* [Input for this task]:
_ _ _ _ _ _ _

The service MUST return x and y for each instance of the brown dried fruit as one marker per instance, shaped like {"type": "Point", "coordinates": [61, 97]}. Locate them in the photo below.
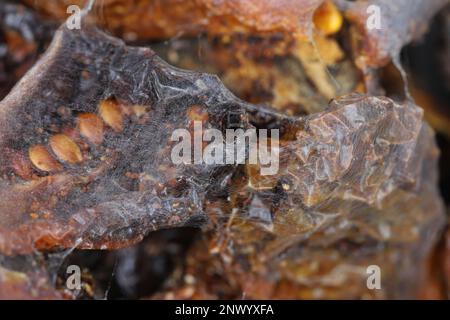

_ _ _ _ _ _ _

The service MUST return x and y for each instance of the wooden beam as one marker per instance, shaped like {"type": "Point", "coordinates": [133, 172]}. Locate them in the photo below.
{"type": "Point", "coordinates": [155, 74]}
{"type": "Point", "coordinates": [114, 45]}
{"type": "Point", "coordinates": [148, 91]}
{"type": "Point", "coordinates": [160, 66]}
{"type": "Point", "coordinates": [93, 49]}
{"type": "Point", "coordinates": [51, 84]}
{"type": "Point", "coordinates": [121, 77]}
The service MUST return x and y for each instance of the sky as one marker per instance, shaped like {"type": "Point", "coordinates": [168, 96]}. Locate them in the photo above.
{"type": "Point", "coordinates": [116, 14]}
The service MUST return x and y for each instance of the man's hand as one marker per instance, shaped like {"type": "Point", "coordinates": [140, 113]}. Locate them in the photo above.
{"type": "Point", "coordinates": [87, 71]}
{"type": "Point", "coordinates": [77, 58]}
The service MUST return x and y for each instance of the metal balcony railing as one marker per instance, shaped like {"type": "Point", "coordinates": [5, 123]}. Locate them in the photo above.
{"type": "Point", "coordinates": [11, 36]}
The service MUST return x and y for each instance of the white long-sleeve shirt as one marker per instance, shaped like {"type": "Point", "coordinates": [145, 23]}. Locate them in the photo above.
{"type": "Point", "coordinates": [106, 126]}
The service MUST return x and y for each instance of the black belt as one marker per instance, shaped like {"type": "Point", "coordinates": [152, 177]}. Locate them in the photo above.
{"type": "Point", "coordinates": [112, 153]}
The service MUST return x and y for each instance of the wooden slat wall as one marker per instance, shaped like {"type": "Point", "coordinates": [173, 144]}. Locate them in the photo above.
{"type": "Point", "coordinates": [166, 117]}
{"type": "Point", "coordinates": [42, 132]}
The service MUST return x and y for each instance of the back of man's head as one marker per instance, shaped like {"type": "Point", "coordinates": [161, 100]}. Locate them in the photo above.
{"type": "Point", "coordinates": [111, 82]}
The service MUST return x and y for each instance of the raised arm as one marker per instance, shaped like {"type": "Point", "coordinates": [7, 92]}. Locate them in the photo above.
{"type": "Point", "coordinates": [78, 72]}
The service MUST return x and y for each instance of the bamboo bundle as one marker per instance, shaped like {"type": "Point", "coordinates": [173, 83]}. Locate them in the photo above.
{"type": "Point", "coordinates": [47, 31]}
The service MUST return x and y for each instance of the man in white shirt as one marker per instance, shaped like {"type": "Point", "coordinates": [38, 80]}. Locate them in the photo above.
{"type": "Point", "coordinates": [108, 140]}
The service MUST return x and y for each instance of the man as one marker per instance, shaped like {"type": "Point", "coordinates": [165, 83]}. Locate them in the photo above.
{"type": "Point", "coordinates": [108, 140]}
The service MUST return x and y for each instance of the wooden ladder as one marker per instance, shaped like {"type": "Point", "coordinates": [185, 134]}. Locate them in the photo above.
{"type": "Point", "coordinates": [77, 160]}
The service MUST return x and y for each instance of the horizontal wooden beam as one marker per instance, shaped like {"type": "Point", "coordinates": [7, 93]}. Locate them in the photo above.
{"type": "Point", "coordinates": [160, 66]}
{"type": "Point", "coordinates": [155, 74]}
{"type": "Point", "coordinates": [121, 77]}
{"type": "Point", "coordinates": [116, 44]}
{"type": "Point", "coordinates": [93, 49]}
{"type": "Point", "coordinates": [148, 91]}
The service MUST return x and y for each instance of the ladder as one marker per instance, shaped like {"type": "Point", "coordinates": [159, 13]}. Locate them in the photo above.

_ _ _ _ _ _ _

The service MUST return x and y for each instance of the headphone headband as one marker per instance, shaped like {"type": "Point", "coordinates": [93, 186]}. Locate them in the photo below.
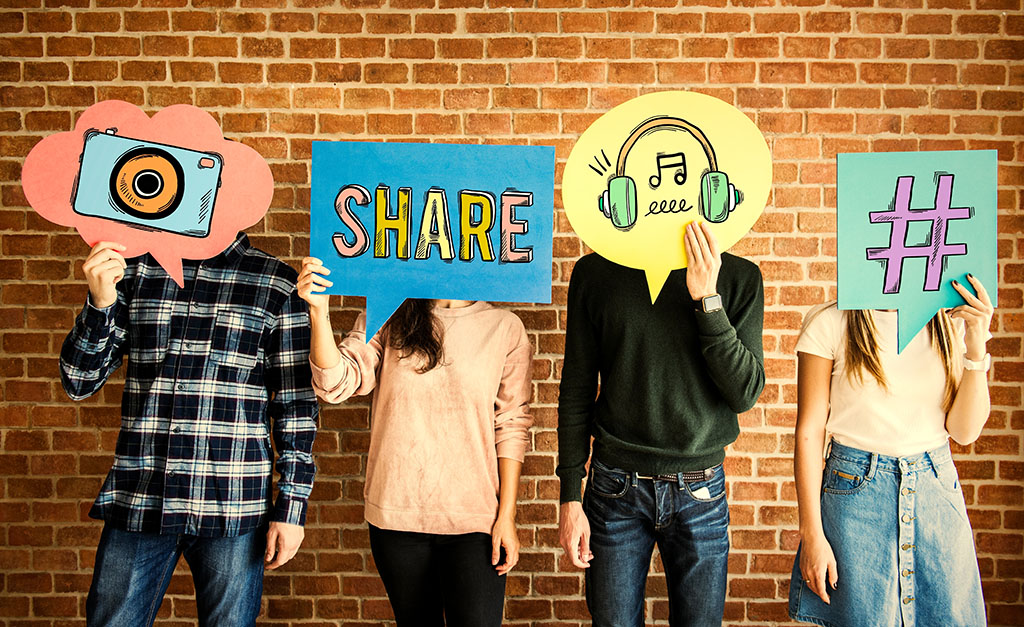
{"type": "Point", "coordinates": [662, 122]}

_ _ _ _ _ _ _

* [The problem]:
Pull out every line of the records above that contains the word "bundle", copying each one in full.

* [The completed task]:
The service MUST return x and y for each instance of the bamboo bundle as one marker per instance, shaped like {"type": "Point", "coordinates": [173, 83]}. Locate them in the photo above.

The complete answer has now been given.